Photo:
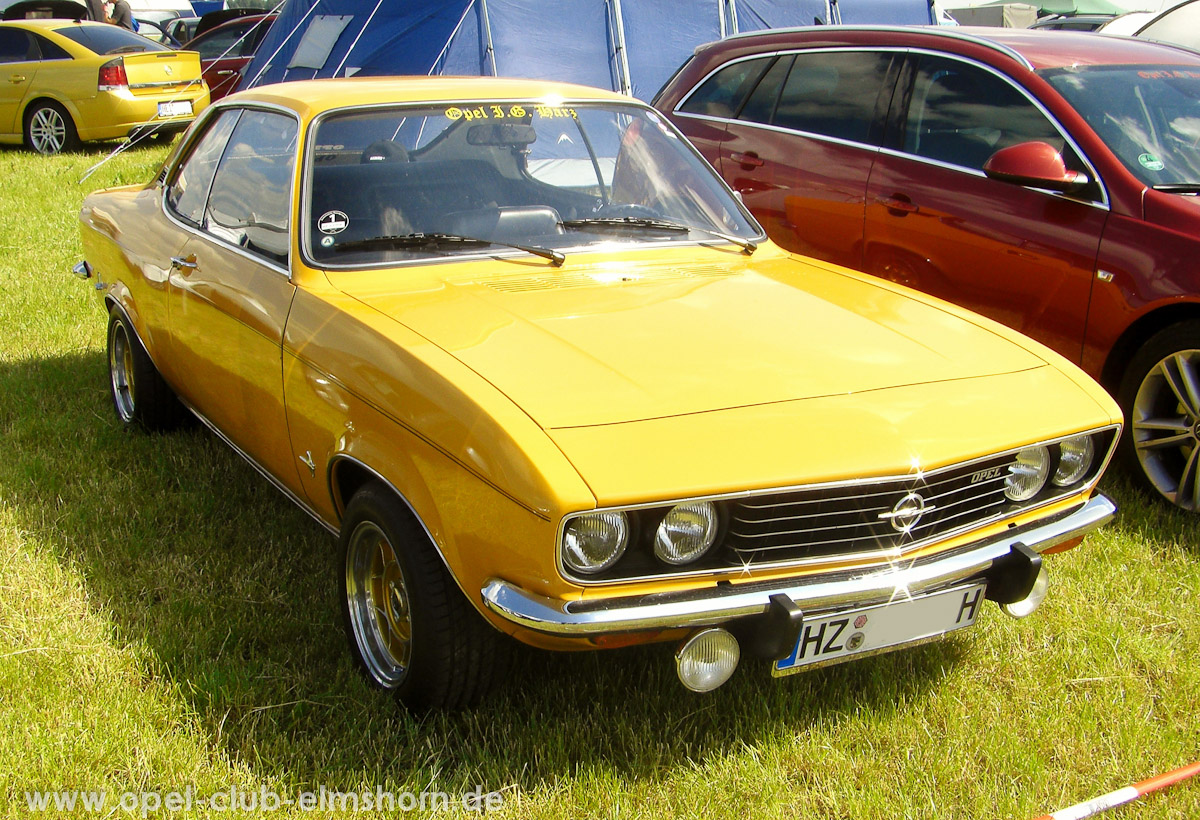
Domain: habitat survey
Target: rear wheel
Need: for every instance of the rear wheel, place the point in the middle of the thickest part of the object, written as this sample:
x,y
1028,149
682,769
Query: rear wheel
x,y
409,627
1161,396
141,396
49,129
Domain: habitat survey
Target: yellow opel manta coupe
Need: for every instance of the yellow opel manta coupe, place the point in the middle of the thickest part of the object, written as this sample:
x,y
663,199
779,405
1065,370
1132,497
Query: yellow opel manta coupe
x,y
544,376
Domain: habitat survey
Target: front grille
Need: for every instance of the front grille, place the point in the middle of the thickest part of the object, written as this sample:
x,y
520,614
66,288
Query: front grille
x,y
865,518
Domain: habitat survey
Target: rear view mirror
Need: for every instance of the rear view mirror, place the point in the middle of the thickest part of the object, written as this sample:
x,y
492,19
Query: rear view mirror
x,y
501,133
1036,165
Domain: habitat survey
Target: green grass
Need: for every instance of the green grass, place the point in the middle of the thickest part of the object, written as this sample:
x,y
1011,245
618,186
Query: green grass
x,y
168,620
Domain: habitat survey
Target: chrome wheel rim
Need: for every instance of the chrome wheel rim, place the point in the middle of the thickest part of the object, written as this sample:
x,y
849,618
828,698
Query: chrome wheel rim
x,y
48,131
377,597
1165,422
120,367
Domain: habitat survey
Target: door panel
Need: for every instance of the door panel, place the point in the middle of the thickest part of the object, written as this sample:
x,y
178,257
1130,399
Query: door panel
x,y
1020,256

........

What is being asked: Reproduce each line exactly, please, except for any pictures.

Written response:
Photo:
Domain: habitat survey
Target: rear wheel
Need: for every instance of the rear wheel, place the point in the middle of the thickest part of the object, written as this sample:
x,y
1028,149
682,769
Query: rear wheel
x,y
409,627
1161,396
141,396
49,129
Domain: habitat survey
Target: yellow opel manta coupe
Need: for every instance of the yellow opel manta coupe, place the point in the middle of the thickest part of the object, written as this sample:
x,y
663,199
779,405
1065,370
1132,497
Query: yellow opel manta coupe
x,y
544,376
Domain: habitat survey
Target: front grille
Need: for every instance of the front grille, place the point in the middle of the thickest part of the object, written as this sample:
x,y
520,614
66,288
Query: front grille
x,y
865,518
Domain: habitat survey
Target: rear view mirror
Need: for every instance of the rear view mirror, place the point in the middle of the thickest part of the object, written as this sample:
x,y
492,19
Query: rear view mirror
x,y
501,133
1036,165
Domain: habitat survey
Target: green grass
Need: for every instance of the green grass, place the point in the middle of the thickest part of the object, written as this sample:
x,y
1011,245
618,186
Query: green grass
x,y
168,620
Domain: habitat survey
Target: chrome wheel rim
Need: for every instance of the chrome wheel rim, place the point in the middle of the thickest part of the object, written as this sample:
x,y
849,618
828,698
Query: chrome wheel rim
x,y
48,131
377,597
1165,422
120,367
Domain: habitat survey
Target: door panel
Need: for every instance of the door panel, place the point in the middle of the thickest part of the object, written as this sample:
x,y
178,257
1130,399
Query: door panel
x,y
1020,256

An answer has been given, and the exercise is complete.